<<<<

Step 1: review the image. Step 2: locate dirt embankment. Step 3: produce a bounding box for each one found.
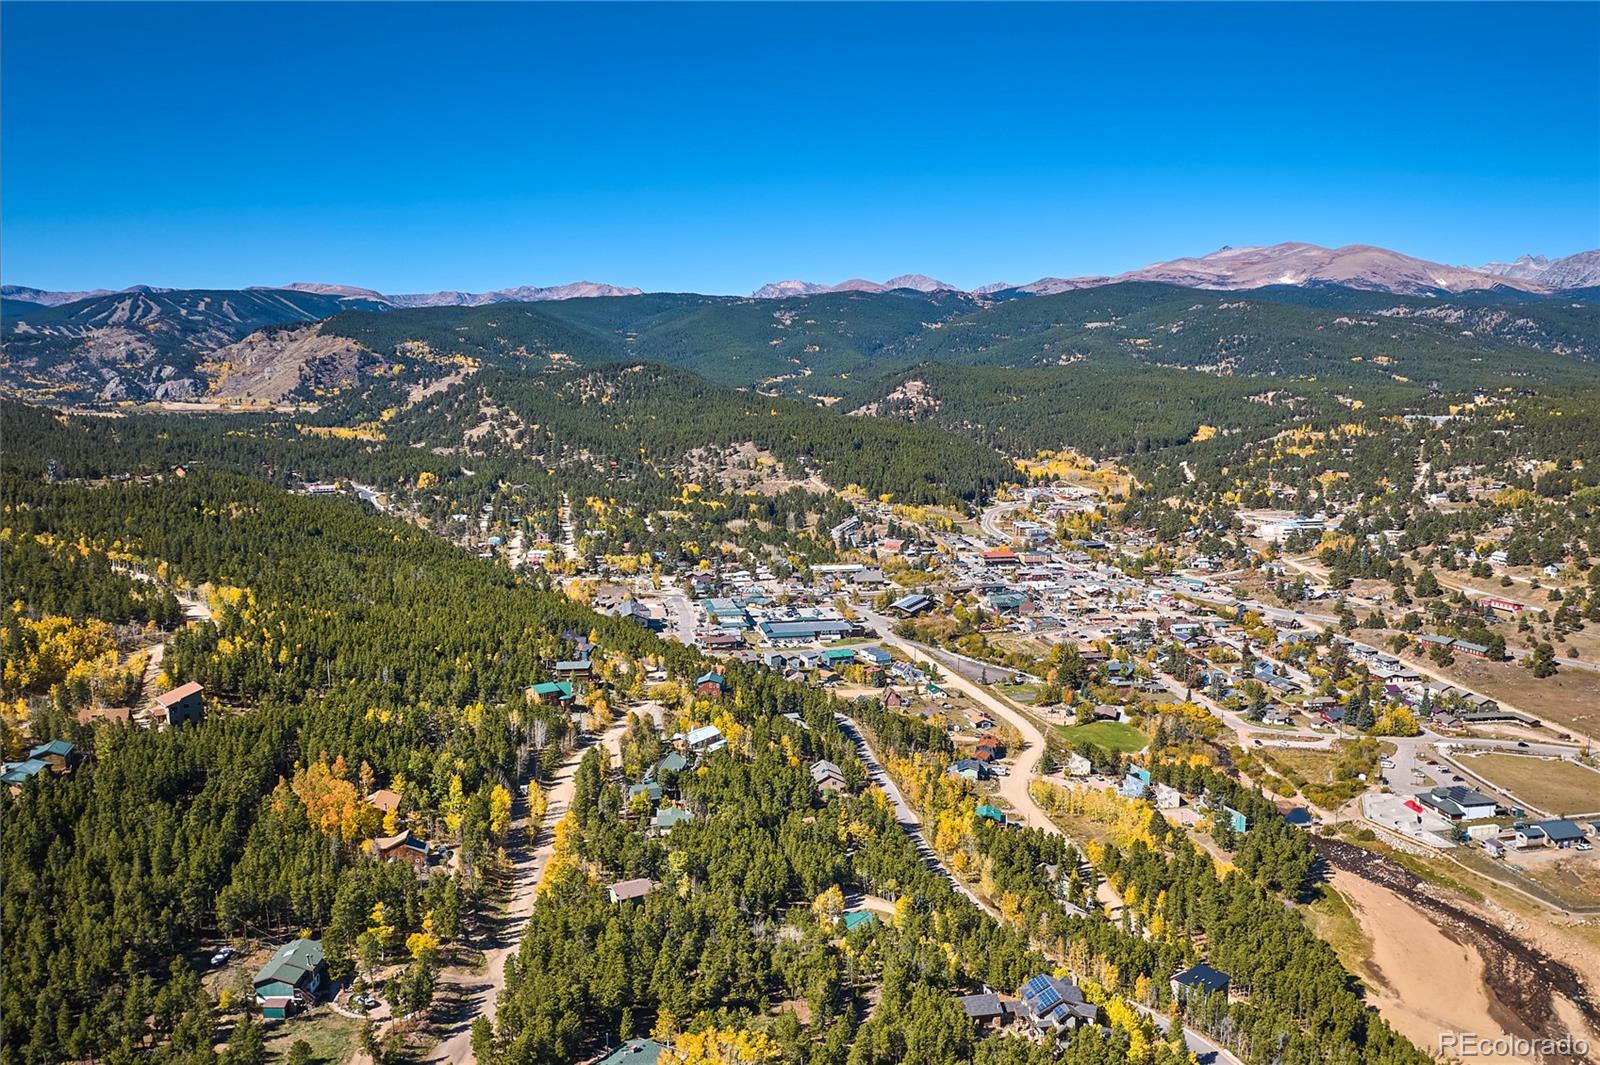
[1315,836,1600,1063]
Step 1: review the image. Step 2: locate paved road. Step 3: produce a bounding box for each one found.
[979,499,1026,543]
[834,712,999,919]
[427,720,629,1064]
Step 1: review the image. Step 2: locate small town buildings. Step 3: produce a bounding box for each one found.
[156,682,205,728]
[1419,785,1498,821]
[889,593,934,617]
[1514,819,1586,849]
[253,939,326,1019]
[1171,963,1231,1001]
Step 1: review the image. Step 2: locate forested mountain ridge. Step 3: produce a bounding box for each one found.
[9,279,1595,405]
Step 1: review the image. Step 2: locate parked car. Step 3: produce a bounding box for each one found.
[209,946,235,967]
[1578,842,1593,852]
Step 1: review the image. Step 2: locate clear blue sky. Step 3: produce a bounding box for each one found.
[4,2,1597,294]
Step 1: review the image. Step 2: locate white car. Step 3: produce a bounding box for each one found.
[1578,842,1593,852]
[1380,759,1396,770]
[209,946,235,966]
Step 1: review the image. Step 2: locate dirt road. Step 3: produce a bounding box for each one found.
[426,720,628,1064]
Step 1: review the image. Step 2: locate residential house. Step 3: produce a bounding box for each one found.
[253,939,326,1019]
[368,831,429,874]
[155,682,205,728]
[958,992,1018,1031]
[528,681,575,706]
[1171,963,1230,1001]
[976,803,1007,825]
[1515,819,1586,849]
[27,739,78,774]
[949,758,989,782]
[810,759,848,794]
[597,1038,670,1065]
[366,788,401,816]
[1017,974,1098,1032]
[652,807,692,833]
[695,671,725,698]
[682,724,726,753]
[840,910,878,933]
[1064,752,1093,777]
[607,878,657,903]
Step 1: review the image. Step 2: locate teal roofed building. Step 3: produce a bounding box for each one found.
[841,910,878,932]
[976,803,1007,824]
[253,938,326,1018]
[529,680,575,704]
[597,1038,670,1065]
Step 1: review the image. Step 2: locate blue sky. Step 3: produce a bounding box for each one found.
[3,2,1597,294]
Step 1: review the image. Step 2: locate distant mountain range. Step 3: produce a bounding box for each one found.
[1,280,644,310]
[8,244,1598,313]
[751,243,1600,299]
[1478,250,1600,290]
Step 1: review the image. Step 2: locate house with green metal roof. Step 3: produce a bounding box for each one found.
[653,807,692,833]
[528,680,575,705]
[841,910,878,932]
[976,803,1007,824]
[597,1038,670,1065]
[253,938,326,1018]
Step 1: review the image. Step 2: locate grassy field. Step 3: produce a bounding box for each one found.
[1464,752,1600,816]
[1426,655,1600,743]
[1303,882,1374,980]
[264,1011,361,1064]
[1056,720,1148,754]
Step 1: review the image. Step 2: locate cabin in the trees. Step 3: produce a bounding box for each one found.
[1017,973,1098,1032]
[607,877,657,904]
[597,1038,669,1065]
[27,739,78,775]
[1171,962,1231,1001]
[156,682,205,728]
[811,759,848,794]
[368,831,430,873]
[694,671,725,698]
[958,991,1018,1031]
[652,806,692,834]
[253,938,326,1018]
[528,680,575,706]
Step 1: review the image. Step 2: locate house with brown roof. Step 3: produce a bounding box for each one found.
[155,682,205,728]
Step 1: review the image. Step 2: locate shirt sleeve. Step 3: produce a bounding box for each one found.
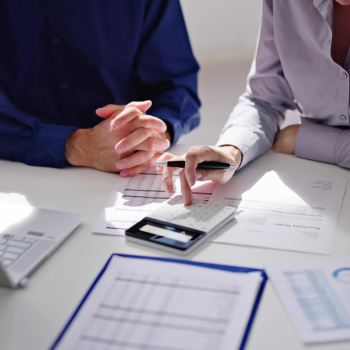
[295,121,350,169]
[215,0,296,168]
[0,104,77,168]
[135,0,201,145]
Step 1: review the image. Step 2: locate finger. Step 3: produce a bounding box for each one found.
[115,128,153,154]
[119,152,160,177]
[110,107,145,130]
[133,137,170,153]
[156,152,177,176]
[156,152,186,174]
[95,104,124,119]
[117,114,167,133]
[179,169,193,206]
[194,168,232,184]
[183,146,217,187]
[159,153,180,195]
[117,150,155,171]
[125,100,152,114]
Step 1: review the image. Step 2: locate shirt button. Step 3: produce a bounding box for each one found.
[340,115,347,121]
[61,83,68,90]
[342,72,348,79]
[47,158,54,164]
[52,37,60,44]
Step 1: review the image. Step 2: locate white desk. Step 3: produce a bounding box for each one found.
[0,144,349,350]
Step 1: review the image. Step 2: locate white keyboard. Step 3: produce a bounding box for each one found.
[0,234,38,267]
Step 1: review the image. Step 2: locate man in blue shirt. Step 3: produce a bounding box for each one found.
[0,0,200,176]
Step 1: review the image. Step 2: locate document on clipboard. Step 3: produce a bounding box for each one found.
[51,254,267,350]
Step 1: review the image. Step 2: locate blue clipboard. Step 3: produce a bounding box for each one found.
[51,254,268,350]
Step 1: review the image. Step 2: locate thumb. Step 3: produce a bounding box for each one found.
[125,100,152,114]
[96,105,124,119]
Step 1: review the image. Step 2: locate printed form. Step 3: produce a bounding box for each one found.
[94,167,346,254]
[54,256,262,350]
[208,168,347,254]
[264,258,350,344]
[93,168,216,236]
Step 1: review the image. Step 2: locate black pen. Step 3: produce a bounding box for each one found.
[155,161,235,169]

>>>>

Without the pictures, copy the material exactly as given.

Step 1: review the image. Step 2: locate dirt embankment. Step 3: produce a bounding box for each one found.
[1315,836,1600,1063]
Step 1: review the image. Step 2: locate paved road. Step 3: produce a bounding box for each one found.
[979,499,1026,543]
[834,712,999,919]
[427,720,629,1064]
Step 1: review the image. Step 2: locate small town buildings. Step 3: produce a bounding box for each one found.
[156,682,205,728]
[1419,785,1498,821]
[889,593,934,617]
[1514,819,1586,849]
[253,939,326,1019]
[1171,963,1231,1001]
Step 1: review the image. Step 2: locate forested mountain ridge. Step 3: produce a bounding box for each one found.
[9,279,1595,405]
Step 1: review the image. Step 2: locate parked car. Step 3: produce a bounding box for each one found.
[209,946,235,967]
[1578,842,1593,852]
Step 1: review the image. Step 2: locate clear blue sky. Step 3: produce a bounding box for each one found.
[4,2,1597,294]
Step 1: review the image. Step 2: locate white car. Step 3: produce a bounding box for each one found.
[1578,842,1593,852]
[1380,759,1396,770]
[209,946,235,966]
Step 1: review the image. Step 2: locate dirt road. Step 3: produce a bounding box for each one found.
[426,720,628,1064]
Step 1: review the image. Step 2: locate residential house. Step 3: produce a bounding box for each one found.
[253,939,326,1019]
[368,831,429,874]
[155,682,205,728]
[958,992,1018,1031]
[528,681,575,706]
[1171,963,1230,1001]
[976,803,1007,825]
[1515,819,1586,849]
[27,739,78,774]
[949,758,989,782]
[810,759,848,794]
[597,1038,670,1065]
[366,788,401,816]
[1017,974,1098,1032]
[652,807,692,833]
[695,671,725,698]
[682,724,726,753]
[840,910,878,933]
[1064,752,1093,777]
[607,878,657,903]
Step 1: review the image. Step 2: locate teal roofed building. Step 3: produce a bounding box for each one found.
[841,910,878,932]
[976,803,1007,824]
[253,938,326,1018]
[529,680,575,704]
[597,1038,670,1065]
Step 1: review the image. Step 2: locate blue sky. Step 3: produce a bounding box for each one found.
[3,2,1597,294]
Step 1: review the image. Step 2: locate distant mountain range. Step 3: produce a bounding box for each one found.
[1,280,644,310]
[8,244,1598,313]
[751,243,1600,299]
[1478,250,1600,290]
Step 1: review the image. Step 2: locate house with green metal roof. Step 3: produce a bounding box for each one found.
[653,807,692,833]
[528,680,575,705]
[841,910,878,932]
[976,803,1007,824]
[597,1038,670,1065]
[253,938,326,1018]
Step 1: review the image. Step 2: locate grassy field. Step 3: produce a bounding box for each one found.
[1464,752,1600,816]
[1426,655,1600,743]
[1303,882,1374,980]
[264,1011,361,1064]
[1056,720,1148,754]
Step 1: review the image. Step 2: locate cabin in the trees. Step 3: produce a bounding box for each one found.
[1017,973,1098,1032]
[607,877,657,904]
[597,1038,669,1065]
[27,739,78,775]
[1171,962,1231,1001]
[156,682,205,728]
[811,759,848,794]
[368,831,430,873]
[694,671,725,698]
[958,991,1018,1031]
[652,806,692,834]
[253,938,326,1018]
[528,680,575,706]
Step 1: review the image. Step 2: locate house with brown roof. Step 3: produce a bounding box for each one found.
[155,682,205,728]
Step 1: review the image. Step 2: locate shirt sleeve. Step 3: produce a bounding box for each one found.
[295,121,350,169]
[215,0,296,168]
[0,104,77,168]
[135,0,201,145]
Step 1: review the image. Step 2: locate finger. Step 3: produce a bounding box for each one found.
[115,128,153,154]
[119,152,160,177]
[110,107,145,130]
[133,137,170,153]
[156,152,177,176]
[156,152,186,174]
[95,104,124,119]
[117,114,167,133]
[179,169,193,206]
[194,168,232,184]
[183,146,217,187]
[159,153,180,195]
[117,150,155,171]
[125,100,152,114]
Step 1: review the image. Step 2: locate shirt button. Step 3: produce a bounding box for each one found.
[340,115,347,121]
[61,83,68,90]
[342,72,348,79]
[47,158,54,164]
[52,37,60,44]
Step 1: review the image. Step 2: locate white desk. Step 3: produce a bounding box for each one found.
[0,144,349,350]
Step 1: review the image. Step 2: locate white keyboard. Step 3: produce a bounding box for each one found.
[0,234,38,267]
Step 1: review the image. Step 2: locate man in blue shirt. Step 3: produce a bounding box for each one found.
[0,0,200,176]
Step 1: review the image. Step 2: locate document on clipboard. Step 3: produce a bounding box for each one found.
[51,254,267,350]
Step 1: review the image. Step 2: locate blue clipboard. Step 3: produce a bounding box for each one found.
[51,254,268,350]
Step 1: review the image. Step 2: locate thumb. Step 3: produce a bounding box for each one found.
[125,100,152,114]
[96,105,124,119]
Step 1: review the image. Step 2: locate printed form. Step 3: produce a bounding box for each one found.
[94,167,346,254]
[54,256,262,350]
[208,168,347,254]
[264,258,350,344]
[93,168,216,236]
Step 1: review the image. Step 2: locate black pen. Step 3: produce a bounding box for each one found.
[155,161,235,169]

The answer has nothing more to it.